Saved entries

* * *

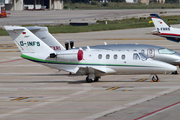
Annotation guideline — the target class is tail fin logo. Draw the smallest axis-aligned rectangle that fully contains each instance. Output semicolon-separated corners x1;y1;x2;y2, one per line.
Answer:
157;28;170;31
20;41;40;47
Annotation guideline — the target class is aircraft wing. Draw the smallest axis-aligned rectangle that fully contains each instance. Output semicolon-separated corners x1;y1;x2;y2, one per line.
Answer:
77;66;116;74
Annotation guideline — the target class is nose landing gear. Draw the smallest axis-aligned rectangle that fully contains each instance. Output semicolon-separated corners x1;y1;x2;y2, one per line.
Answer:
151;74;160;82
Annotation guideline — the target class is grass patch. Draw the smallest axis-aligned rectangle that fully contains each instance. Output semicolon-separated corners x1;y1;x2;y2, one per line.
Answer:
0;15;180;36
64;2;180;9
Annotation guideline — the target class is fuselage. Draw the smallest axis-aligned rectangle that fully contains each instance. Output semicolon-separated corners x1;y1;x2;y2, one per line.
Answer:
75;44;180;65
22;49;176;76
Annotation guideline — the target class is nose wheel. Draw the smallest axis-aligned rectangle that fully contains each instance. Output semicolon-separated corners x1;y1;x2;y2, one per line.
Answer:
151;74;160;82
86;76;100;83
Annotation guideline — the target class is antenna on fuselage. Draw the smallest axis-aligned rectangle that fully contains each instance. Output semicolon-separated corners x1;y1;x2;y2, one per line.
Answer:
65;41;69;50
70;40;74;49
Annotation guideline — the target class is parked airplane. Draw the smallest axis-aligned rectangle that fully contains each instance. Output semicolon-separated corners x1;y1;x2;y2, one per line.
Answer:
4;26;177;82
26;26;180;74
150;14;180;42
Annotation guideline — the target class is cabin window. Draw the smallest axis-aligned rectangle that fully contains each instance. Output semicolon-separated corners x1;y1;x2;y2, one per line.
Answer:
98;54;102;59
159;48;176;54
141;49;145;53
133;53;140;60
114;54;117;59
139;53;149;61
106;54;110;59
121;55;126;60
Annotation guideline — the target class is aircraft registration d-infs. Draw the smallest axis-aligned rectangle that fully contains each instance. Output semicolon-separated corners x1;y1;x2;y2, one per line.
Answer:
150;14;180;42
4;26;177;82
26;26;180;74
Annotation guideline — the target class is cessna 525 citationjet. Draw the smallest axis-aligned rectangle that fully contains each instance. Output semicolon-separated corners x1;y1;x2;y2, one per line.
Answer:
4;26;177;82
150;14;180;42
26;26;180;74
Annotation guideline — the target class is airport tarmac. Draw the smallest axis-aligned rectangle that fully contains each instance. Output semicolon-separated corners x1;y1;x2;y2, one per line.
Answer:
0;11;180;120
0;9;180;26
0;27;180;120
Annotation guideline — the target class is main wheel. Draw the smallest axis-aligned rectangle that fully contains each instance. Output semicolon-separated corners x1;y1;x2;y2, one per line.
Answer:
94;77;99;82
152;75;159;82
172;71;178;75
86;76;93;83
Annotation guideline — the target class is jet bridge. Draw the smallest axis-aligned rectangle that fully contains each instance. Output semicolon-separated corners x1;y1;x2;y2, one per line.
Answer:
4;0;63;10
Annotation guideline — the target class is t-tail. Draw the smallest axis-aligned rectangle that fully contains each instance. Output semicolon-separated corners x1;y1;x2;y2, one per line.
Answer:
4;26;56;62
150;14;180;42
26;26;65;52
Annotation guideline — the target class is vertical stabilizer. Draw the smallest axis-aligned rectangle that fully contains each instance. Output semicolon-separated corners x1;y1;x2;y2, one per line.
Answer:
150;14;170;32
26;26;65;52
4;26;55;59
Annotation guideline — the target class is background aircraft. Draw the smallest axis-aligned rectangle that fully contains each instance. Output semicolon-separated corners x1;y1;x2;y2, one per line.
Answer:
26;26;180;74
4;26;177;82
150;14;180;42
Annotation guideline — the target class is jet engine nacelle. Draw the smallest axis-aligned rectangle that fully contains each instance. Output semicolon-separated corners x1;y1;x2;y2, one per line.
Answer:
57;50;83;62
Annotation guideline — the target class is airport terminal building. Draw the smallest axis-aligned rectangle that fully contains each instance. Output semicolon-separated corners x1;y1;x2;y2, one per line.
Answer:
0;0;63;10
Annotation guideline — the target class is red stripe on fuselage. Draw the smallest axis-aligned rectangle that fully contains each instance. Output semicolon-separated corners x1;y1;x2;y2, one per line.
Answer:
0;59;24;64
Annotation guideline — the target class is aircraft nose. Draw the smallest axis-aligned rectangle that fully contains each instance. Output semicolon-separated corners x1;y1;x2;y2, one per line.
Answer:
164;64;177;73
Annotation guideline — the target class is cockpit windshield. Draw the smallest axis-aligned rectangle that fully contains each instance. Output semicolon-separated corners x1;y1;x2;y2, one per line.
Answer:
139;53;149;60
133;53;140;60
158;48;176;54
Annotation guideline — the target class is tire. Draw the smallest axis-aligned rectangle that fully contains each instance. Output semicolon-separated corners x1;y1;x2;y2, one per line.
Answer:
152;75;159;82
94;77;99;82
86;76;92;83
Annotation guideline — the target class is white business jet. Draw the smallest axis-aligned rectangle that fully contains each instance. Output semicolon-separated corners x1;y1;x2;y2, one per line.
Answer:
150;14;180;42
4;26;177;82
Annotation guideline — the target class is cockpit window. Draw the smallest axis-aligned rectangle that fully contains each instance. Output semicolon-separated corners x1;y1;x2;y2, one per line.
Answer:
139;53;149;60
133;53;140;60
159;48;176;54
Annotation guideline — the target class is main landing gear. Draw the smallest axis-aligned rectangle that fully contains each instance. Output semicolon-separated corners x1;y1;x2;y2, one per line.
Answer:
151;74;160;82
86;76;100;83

* * *

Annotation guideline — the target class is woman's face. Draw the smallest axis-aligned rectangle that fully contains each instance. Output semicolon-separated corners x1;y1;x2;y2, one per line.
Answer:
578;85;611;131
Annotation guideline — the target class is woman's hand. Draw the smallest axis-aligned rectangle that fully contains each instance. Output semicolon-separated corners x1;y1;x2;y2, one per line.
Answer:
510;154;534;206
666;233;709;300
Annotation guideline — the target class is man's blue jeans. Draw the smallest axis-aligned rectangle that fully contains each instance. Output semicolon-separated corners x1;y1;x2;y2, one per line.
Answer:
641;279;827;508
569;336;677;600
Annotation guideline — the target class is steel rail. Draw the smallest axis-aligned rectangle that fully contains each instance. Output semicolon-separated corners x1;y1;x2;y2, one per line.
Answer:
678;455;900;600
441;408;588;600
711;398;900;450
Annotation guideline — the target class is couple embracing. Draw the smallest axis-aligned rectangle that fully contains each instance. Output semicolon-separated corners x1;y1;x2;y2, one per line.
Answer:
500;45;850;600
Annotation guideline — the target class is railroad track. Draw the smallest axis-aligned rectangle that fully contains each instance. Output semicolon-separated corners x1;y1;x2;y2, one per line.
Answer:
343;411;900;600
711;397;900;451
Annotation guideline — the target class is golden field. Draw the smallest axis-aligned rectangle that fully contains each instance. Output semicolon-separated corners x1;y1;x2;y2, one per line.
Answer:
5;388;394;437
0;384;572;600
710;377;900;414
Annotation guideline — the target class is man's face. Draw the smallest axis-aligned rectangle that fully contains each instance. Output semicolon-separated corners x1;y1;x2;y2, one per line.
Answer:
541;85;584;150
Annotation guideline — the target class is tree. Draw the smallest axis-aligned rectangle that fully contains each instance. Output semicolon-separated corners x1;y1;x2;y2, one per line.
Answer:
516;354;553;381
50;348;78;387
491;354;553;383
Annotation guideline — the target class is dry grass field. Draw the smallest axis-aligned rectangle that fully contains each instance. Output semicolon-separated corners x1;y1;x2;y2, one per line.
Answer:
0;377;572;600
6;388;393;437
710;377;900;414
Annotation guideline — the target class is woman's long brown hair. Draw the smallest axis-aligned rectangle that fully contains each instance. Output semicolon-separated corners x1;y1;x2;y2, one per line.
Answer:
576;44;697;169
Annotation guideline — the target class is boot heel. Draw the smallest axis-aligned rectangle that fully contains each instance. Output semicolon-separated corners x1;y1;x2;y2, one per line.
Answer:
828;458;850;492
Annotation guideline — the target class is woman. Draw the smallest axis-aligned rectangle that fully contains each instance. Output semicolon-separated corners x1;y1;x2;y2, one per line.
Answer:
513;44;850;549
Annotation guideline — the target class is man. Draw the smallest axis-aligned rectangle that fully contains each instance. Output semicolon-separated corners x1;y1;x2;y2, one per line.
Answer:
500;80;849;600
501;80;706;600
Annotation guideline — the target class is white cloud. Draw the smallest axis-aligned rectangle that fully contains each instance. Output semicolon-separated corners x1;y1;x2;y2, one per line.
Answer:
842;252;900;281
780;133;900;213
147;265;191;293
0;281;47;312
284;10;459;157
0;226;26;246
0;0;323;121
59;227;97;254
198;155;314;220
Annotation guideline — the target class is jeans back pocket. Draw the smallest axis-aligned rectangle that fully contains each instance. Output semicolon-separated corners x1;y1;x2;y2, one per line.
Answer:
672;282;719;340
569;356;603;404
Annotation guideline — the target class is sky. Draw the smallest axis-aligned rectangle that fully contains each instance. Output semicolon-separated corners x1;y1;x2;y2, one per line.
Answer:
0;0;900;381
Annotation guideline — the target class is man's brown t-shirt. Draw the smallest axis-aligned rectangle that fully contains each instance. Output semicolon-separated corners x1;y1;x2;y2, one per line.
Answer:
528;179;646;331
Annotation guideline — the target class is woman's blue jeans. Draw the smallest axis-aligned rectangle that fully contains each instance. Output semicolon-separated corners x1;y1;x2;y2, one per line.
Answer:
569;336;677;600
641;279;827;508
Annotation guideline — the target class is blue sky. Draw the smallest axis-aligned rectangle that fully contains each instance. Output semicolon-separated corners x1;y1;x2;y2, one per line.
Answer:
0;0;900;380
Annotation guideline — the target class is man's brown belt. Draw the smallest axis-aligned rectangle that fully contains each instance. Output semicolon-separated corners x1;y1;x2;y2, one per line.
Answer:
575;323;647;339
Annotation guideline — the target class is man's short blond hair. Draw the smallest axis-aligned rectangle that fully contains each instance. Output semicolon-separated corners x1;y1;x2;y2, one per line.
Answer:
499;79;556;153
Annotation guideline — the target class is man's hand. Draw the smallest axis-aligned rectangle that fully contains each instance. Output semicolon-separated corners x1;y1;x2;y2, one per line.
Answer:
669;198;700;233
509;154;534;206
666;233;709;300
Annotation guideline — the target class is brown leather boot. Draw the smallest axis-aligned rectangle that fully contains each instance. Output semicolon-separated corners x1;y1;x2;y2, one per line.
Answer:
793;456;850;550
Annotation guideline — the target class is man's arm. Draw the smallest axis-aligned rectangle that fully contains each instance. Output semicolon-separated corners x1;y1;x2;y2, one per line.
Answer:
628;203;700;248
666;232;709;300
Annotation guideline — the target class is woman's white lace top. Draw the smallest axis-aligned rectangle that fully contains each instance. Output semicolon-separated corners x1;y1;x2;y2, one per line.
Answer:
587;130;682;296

* * *

# WHAT THE TASK ASKS
Count the lines in the data above that contain the string "stripe", treating uppercase and lowercase as distinct. Give only the number.

# ANSWER FOR THIS EXERCISE
1